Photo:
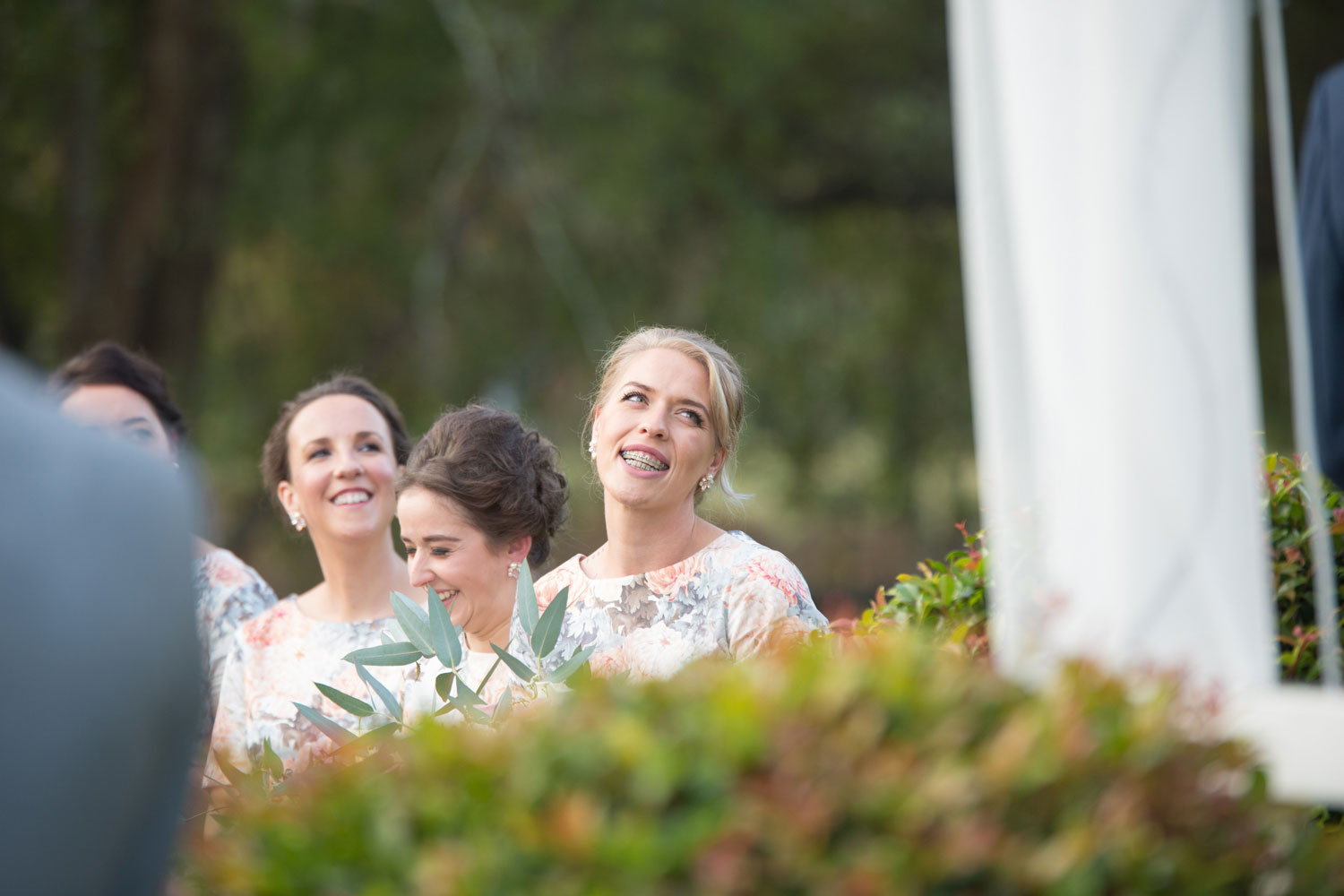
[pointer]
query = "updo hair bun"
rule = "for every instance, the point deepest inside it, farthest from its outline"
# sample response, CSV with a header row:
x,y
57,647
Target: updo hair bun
x,y
502,476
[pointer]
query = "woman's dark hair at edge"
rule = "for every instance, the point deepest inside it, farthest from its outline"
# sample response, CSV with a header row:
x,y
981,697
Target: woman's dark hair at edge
x,y
274,452
503,477
109,363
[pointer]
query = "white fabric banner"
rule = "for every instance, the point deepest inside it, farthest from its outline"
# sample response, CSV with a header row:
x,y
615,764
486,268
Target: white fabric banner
x,y
1104,194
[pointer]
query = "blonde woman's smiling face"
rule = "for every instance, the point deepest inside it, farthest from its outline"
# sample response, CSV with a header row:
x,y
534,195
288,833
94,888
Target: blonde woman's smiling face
x,y
653,433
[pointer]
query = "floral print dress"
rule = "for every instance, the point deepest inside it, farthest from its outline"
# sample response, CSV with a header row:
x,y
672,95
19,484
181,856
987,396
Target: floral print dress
x,y
276,659
228,592
730,598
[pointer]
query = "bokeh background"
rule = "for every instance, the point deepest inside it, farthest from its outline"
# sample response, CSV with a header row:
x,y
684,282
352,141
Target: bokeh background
x,y
470,201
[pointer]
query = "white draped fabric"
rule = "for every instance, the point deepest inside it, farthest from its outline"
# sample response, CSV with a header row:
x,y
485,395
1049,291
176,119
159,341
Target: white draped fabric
x,y
1104,191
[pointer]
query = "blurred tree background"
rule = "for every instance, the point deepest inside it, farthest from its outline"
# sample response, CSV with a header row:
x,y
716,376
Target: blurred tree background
x,y
470,201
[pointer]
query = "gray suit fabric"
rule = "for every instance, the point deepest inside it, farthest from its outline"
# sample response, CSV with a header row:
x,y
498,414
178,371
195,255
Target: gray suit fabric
x,y
99,654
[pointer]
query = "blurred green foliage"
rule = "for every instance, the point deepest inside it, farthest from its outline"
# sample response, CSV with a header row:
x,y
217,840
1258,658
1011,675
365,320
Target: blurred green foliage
x,y
875,764
470,201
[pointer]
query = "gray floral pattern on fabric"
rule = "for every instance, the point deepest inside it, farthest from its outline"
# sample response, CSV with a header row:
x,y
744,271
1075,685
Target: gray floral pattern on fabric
x,y
731,598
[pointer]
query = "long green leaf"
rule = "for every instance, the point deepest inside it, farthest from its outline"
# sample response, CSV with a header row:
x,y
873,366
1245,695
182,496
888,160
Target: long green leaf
x,y
381,689
488,673
526,598
271,762
570,665
445,637
401,653
349,704
515,664
340,735
548,626
370,737
503,705
465,692
414,622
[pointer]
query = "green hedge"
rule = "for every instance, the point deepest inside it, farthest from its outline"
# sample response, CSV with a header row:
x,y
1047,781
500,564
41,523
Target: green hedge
x,y
879,764
946,598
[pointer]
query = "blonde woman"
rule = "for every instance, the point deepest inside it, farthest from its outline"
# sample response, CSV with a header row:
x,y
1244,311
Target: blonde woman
x,y
668,586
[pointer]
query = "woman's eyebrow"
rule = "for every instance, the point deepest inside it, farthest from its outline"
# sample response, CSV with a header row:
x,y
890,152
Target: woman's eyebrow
x,y
680,401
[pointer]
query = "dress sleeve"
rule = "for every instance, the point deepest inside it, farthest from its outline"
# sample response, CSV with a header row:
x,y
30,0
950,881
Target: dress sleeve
x,y
228,735
769,603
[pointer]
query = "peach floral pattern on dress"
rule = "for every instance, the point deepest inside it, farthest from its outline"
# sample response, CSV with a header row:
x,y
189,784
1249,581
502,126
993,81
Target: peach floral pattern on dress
x,y
276,659
731,598
228,594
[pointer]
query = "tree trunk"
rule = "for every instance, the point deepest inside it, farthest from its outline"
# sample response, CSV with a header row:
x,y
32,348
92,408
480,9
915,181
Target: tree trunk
x,y
164,225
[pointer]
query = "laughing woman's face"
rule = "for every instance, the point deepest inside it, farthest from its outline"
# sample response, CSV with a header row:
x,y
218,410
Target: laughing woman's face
x,y
121,413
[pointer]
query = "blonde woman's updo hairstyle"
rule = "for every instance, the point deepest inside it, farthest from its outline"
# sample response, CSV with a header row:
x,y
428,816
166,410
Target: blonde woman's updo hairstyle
x,y
728,387
274,452
503,477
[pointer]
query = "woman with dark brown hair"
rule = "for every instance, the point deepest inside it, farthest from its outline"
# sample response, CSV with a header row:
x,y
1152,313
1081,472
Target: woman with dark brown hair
x,y
478,495
331,462
126,395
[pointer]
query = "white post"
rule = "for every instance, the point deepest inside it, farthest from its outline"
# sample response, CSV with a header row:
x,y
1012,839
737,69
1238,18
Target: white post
x,y
1104,191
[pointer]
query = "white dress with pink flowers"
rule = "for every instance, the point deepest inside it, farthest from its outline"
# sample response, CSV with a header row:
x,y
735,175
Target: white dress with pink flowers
x,y
730,598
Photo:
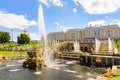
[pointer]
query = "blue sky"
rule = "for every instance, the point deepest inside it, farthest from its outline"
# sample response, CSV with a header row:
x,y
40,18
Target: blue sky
x,y
59,15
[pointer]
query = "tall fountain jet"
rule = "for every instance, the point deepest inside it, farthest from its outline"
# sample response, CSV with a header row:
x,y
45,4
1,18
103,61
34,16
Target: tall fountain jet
x,y
109,45
41,25
48,58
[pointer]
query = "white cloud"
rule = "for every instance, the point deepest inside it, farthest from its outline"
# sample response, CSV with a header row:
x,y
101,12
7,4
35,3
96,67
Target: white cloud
x,y
57,3
54,2
116,21
74,10
44,2
34,36
96,23
63,28
14,21
57,23
99,6
106,17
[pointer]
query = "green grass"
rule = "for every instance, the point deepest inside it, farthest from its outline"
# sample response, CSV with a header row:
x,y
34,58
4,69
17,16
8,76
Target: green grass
x,y
10,53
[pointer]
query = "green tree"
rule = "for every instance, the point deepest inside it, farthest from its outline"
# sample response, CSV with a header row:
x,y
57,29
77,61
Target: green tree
x,y
4,37
23,39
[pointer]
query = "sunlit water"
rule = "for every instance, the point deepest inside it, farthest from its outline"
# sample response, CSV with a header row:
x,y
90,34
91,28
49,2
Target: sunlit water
x,y
61,72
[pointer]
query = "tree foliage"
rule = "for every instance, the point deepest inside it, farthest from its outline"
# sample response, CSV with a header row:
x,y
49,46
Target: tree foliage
x,y
23,39
4,37
117,44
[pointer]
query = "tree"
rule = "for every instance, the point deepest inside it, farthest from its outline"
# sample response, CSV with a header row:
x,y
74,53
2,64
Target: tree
x,y
23,39
4,37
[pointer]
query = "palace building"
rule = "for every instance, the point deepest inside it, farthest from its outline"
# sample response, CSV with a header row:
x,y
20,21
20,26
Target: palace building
x,y
87,36
101,33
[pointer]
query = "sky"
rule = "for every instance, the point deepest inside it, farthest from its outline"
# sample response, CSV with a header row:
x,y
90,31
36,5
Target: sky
x,y
59,15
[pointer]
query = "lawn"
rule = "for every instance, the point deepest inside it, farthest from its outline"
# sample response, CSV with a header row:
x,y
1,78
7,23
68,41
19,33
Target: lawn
x,y
12,53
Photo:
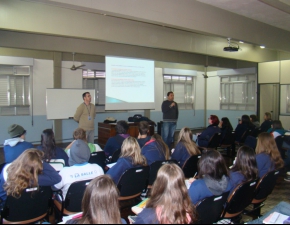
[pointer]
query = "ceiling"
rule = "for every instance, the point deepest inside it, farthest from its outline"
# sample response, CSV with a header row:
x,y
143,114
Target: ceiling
x,y
272,12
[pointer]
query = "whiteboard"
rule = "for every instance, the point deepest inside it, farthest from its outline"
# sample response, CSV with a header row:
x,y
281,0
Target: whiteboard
________________
» Written request:
Make an exact copy of the records above, with the pictures left out.

» Exercise answer:
Photo:
[pointer]
query = "updo hair bun"
rule = "for every instance, the point deepest inside it, farthest from its outline"
# sample response, CSV with a header row:
x,y
57,647
Target: updo hair bun
x,y
502,476
[pointer]
query = "woman's dark hair at edge"
rule = "for every instance, the point deepest inside it, farthest from its outline"
# sample response, CSV with a header row:
x,y
981,697
Target: woman's dark hair at edge
x,y
274,452
503,477
109,363
[pointer]
query = "white fabric banner"
rule = "for every instance, the point deepest inside it, farthest from its outline"
# sample response, CSV with a header row:
x,y
615,764
486,268
Target: white fabric banner
x,y
1104,194
[pointer]
query = "blonde woman's smiling face"
rule = "for every instance, the point deepest inside it, farthest from its outline"
# sample response, CSV with a header row:
x,y
534,195
288,833
94,888
Target: blonde woman's smiling face
x,y
653,433
[pointer]
query = "floral print dress"
rule = "for every instance, the point deepest inside it, farthest from its outline"
# sample response, CSV with a header row:
x,y
672,95
19,484
181,856
987,396
Target: floral print dress
x,y
276,659
228,592
730,598
[pointer]
query = "bokeh background"
rule = "for every instance, the point deepest inside it, farthest from its outline"
# sample response, CSV with a header row:
x,y
684,282
352,141
Target: bokeh background
x,y
470,201
[pointer]
query = "white draped fabric"
rule = "for every instance, the point deepest inside it, farthest from its outline"
# sample response, CSV with a header row:
x,y
485,395
1049,291
176,119
159,341
Target: white draped fabric
x,y
1104,191
[pointer]
query = "blurred tree background"
rule = "for every instance, the point deepest inside it, farthest from its outline"
# sample response, CSV with a header row:
x,y
716,376
Target: blurred tree background
x,y
470,201
[pointer]
query = "gray suit fabric"
rule = "for every instance, the point deepest inside it, farthest from its outline"
# sample response, CSV with a header row:
x,y
498,414
178,371
195,255
Target: gray suit fabric
x,y
99,654
[pointer]
query = "blurred green foliage"
rule = "for every instance, the point deepest inside it, farthest from its outline"
# sample response, CSV with a header row:
x,y
217,840
1258,658
1011,675
365,320
Target: blurred green foliage
x,y
875,764
470,201
[pointer]
query = "gray floral pattern on fabric"
rule = "for every instance, the point deepest inside it, farthest from its outline"
# sample response, CSV with a header row:
x,y
744,271
1075,685
Target: gray floral pattern on fabric
x,y
731,598
[pointer]
query = "long green leaf"
rule = "for every instance, the point deepest inside it, farthest from its outline"
# sample response, CSV with a header row:
x,y
873,366
1245,695
182,496
888,160
Target: long green leaf
x,y
381,689
488,673
526,598
271,762
570,665
445,637
401,653
349,704
515,664
340,735
548,626
370,737
503,705
465,692
414,622
[pointer]
query = "green hedge"
rule = "for every instance, the point deepest inside it, farthest from its outline"
# sample response, CSV with a header row:
x,y
1047,781
500,564
41,523
Target: green hedge
x,y
879,764
946,598
[pointer]
query = "blonde woman"
rule = "for every instance, the point deepest inside it, farthest from its outline"
# sample response, CSV with a header row:
x,y
1244,311
Target: blonde woman
x,y
668,586
[pointer]
query = "woman's eyebrow"
rule = "for every instance, the point deepest inside it, farthest from its outline"
# sample response, CSV with a header row:
x,y
890,152
Target: woman's eyebrow
x,y
680,401
[pointer]
query = "dress sleeve"
rule = "for every instance, the point deepest inside it, farthest from its outline"
# sample response, CSV with a header row:
x,y
30,0
950,881
Target: dress sleeve
x,y
228,735
769,603
[pointer]
query = "peach floral pattern on dress"
rule = "for every instance, the point deepest inside it, farthest from its outline"
# sample response, CSV with a header row:
x,y
189,784
1249,581
502,126
993,81
Target: peach floral pattern on dress
x,y
276,659
731,598
228,594
[pointer]
query = "tree trunk"
rule = "for every instance, the point deepest inside it, farthest from its outline"
# sample response, CSV with a header row:
x,y
32,348
92,408
480,9
915,181
Target: tree trunk
x,y
164,225
[pointer]
query = "laughing woman's face"
rule = "for every instance, the point deepest inside it, farthest from its outline"
# sample response, CSV with a header row:
x,y
218,410
Target: laughing woman's face
x,y
121,413
[pointer]
query = "blonde woman's updo hairstyle"
rule = "for every instance, the point deepest inside it, farthest from its outline"
# sample response, CSV with a header row:
x,y
428,816
166,410
Target: blonde woman's updo hairstyle
x,y
728,387
274,452
503,477
[pointer]
query = "woman with dark brown hair"
rule = "for every instance, the point deepest inside it, farthest from its outline"
# sample response, CSV with a header row:
x,y
1152,313
1081,472
Target: woman with dark brown hair
x,y
478,495
331,462
126,395
[pointer]
query = "white post"
rule = "for every instance, the point deepest inside it, farthest from its outline"
# sample response, CSV with a header row:
x,y
1012,839
737,69
1238,18
Target: white post
x,y
1104,191
[pointer]
query = "white dress with pink flowers"
rule = "for every instance, the point deepest inside it, farthest from its outline"
# sample response, CSV with a header row:
x,y
735,175
Target: white dress with pink flowers
x,y
730,598
Photo:
[pointer]
query = "blue sky"
rule = "for every instance, the point deepest inside it, farthest from its outline"
# sample response, CSV with a header row:
x,y
40,18
Target: blue sky
x,y
59,15
[pointer]
query = "tall fountain jet"
rule = "for every instance, the point deepest inside it, farthest from its outline"
# sample response, CSV with a header row:
x,y
45,4
1,18
103,61
34,16
Target: tall fountain jet
x,y
109,45
41,25
48,58
[pointer]
query = "white cloud"
rule = "for every instance, the point deepest inside it, farthest from its outline"
# sample response, CSV with a header row:
x,y
101,12
7,4
35,3
96,67
Target: white cloud
x,y
57,3
54,2
116,21
74,10
44,2
34,36
96,23
63,28
14,21
57,23
99,6
106,17
[pointer]
query = "green grass"
rule = "for every instance, the point deepest inside it, farthest from its outline"
# sample response, CSV with a header row:
x,y
34,58
4,69
17,16
8,76
Target: green grass
x,y
10,53
[pointer]
query = "green tree"
rule = "for every instance, the point deepest inside it, farthest from its outline"
# sample response, CSV with a header row:
x,y
57,29
77,61
Target: green tree
x,y
4,37
23,39
[pointer]
query = "sunlit water"
rule = "for every instance, the point deepest inside it, farthest from its outline"
# sample response, CSV with a header row:
x,y
90,34
91,28
49,2
Target: sunlit water
x,y
61,72
[pointer]
query = "tree foliage"
rule = "for every instance, the point deepest inside it, farthest from its outline"
# sample response, CSV with a header row:
x,y
49,46
Target: tree foliage
x,y
23,39
4,37
117,44
[pointer]
query = "tree"
rule = "for every instance, the point deepest inside it, farthest from its outline"
# sample response, CSV with a header row:
x,y
74,53
2,64
Target: tree
x,y
23,39
4,37
[pointer]
query = "palace building"
rule = "for every instance, the point deepest inside it, farthest from its outline"
# sample response, CSV with a header row:
x,y
20,21
20,26
Target: palace building
x,y
87,36
101,33
[pointer]
query = "sky"
rule = "for every instance, the point deepest inside it, farthest from its outline"
# sample response, CSV with a header row:
x,y
90,31
36,5
Target: sky
x,y
59,15
[pointer]
query = "lawn"
rule = "for every instance, the point deepest inside it, farthest from its outline"
# sample response, CSV with a header row:
x,y
1,78
7,23
68,41
19,33
Target: lawn
x,y
12,53
Photo:
[pointer]
query = "ceiling"
rule = "for every instance, the point deepest inside it, farthest from its outline"
# sample response, CSV with a header row:
x,y
143,114
Target: ceiling
x,y
272,12
[pointer]
query = "whiteboard"
rule = "for every instance, the point deepest inside it, farthest from its outline"
# sample response, CSV with a header row:
x,y
281,0
Target: whiteboard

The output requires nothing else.